[Work order]: Please write each entry out again exactly as shown.
━━━━━━━━━━━━━━━━━━━━
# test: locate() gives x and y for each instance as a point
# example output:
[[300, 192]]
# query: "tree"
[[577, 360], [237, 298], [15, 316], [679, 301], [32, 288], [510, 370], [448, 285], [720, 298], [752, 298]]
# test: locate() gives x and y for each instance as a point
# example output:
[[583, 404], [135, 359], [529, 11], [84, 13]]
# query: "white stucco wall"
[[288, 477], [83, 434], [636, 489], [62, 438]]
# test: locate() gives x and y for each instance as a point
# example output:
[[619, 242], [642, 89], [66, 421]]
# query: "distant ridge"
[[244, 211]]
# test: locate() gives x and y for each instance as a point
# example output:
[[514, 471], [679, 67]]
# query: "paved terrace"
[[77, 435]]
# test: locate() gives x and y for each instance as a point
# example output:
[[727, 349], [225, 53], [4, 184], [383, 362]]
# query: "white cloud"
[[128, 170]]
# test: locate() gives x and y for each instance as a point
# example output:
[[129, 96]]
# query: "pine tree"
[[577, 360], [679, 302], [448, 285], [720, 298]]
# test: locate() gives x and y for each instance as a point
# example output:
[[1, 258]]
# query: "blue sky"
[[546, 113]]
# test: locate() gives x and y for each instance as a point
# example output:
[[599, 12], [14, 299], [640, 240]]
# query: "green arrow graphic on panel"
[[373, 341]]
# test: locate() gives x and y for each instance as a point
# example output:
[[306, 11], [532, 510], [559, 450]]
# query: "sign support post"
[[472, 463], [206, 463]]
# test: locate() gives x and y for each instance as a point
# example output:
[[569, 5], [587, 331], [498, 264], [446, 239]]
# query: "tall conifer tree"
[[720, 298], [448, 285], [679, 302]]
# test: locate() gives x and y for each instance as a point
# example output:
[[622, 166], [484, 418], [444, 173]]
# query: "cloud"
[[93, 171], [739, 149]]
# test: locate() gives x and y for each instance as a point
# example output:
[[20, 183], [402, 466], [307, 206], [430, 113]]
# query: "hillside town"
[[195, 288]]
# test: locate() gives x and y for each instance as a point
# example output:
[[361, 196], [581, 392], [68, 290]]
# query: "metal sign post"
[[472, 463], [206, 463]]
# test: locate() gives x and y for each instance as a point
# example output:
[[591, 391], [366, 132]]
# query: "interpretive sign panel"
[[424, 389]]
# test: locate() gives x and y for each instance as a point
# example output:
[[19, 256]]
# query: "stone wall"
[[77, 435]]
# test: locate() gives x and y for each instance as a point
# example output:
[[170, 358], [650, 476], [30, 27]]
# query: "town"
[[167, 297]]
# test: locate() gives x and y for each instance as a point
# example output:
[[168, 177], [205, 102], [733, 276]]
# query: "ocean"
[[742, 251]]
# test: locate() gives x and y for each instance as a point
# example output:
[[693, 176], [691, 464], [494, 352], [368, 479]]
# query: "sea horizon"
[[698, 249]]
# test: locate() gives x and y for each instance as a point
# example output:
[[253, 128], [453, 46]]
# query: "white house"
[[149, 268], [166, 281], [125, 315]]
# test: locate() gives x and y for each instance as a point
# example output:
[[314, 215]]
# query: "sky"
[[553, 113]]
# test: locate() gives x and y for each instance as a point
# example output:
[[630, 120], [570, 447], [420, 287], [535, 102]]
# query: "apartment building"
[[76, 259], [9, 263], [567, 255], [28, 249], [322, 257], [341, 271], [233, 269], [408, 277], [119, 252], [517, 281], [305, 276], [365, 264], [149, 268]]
━━━━━━━━━━━━━━━━━━━━
[Expected answer]:
# test: locate() gives x and y for each instance as a point
# example output:
[[300, 192]]
# query: "tree"
[[577, 360], [237, 298], [15, 316], [679, 301], [32, 288], [510, 370], [448, 285], [720, 298], [752, 298]]
# test: locate() gives x and y for each instance as a point
# example output:
[[583, 404], [135, 359], [529, 11], [84, 13]]
# query: "white stucco wall"
[[288, 477], [83, 434], [636, 489], [62, 438]]
# test: locate() gives x and y for each instance as a point
# example output:
[[619, 242], [642, 89], [66, 421]]
# query: "distant ridge"
[[244, 211]]
# test: locate() gives x and y for each instance as a point
# example output:
[[514, 471], [679, 67]]
# query: "paved terrace"
[[77, 435]]
# test: locate() gives x and y for each instance as a point
# example output:
[[727, 349], [225, 53], [4, 184], [383, 362]]
# query: "white cloud"
[[128, 170]]
# test: locate() gives x and y for each instance as a point
# example output:
[[129, 96]]
# query: "pine tree"
[[577, 360], [679, 302], [448, 285], [720, 298]]
# test: locate() gives x and y for each instance as a point
# example output:
[[1, 258]]
# query: "blue sky"
[[546, 113]]
# test: locate() gives x and y for each instance as a point
# example output:
[[599, 12], [14, 299], [640, 240]]
# query: "green arrow graphic on panel"
[[373, 341]]
# test: locate() gives x and y for each instance as a point
# example output:
[[306, 11], [532, 510], [559, 450]]
# query: "sign support post"
[[472, 463], [206, 463]]
# test: locate() gives x and y for each instance as a point
# example output:
[[569, 5], [587, 331], [498, 264], [446, 239]]
# query: "tall conifer tree"
[[720, 298], [448, 285], [679, 302]]
# test: locate() gives x and y for each instance as a point
# example output:
[[622, 166], [484, 418], [444, 173]]
# query: "cloud"
[[93, 171], [739, 149]]
# test: locate() gives x and y for each instance as a point
# example output:
[[20, 183], [402, 466], [307, 206], [430, 113]]
# query: "hillside town"
[[195, 288]]
# test: locate() gives x and y for each instance as a point
# example output:
[[361, 196], [581, 392], [68, 290]]
# query: "metal sign post"
[[472, 463], [206, 463]]
# test: locate() gives x and y for each instance as a point
# example output:
[[591, 391], [366, 132]]
# query: "interpretive sign panel"
[[424, 389]]
# test: locate() gives x and y for each instance as a point
# example output:
[[19, 256]]
# query: "stone wall"
[[77, 435]]
# test: locate() gives x and y for each instance as a point
# example output:
[[170, 358], [650, 476], [30, 27]]
# query: "town"
[[167, 297]]
# test: locate() gives x and y for each instance as a point
# example output:
[[168, 177], [205, 102], [733, 276]]
# query: "ocean"
[[742, 251]]
# test: locate() gives x and y for each instance as a point
# example output:
[[693, 176], [691, 464], [494, 352], [368, 479]]
# query: "sea horizon"
[[698, 249]]
# test: locate() gives x and y for each instance as a point
# example output:
[[253, 128], [453, 46]]
# query: "white house"
[[149, 268], [166, 281], [125, 315]]
# test: locate() gives x and y for each instance as a point
# example output:
[[314, 215]]
# query: "sky"
[[553, 113]]
# test: locate() gives x and y for each instance as a point
# example output:
[[630, 120], [570, 447], [420, 287], [535, 102]]
# query: "apartment building"
[[76, 259], [9, 263], [567, 255], [28, 249], [322, 257], [341, 271], [233, 269], [408, 277], [119, 252], [517, 281], [305, 276], [365, 264], [149, 268]]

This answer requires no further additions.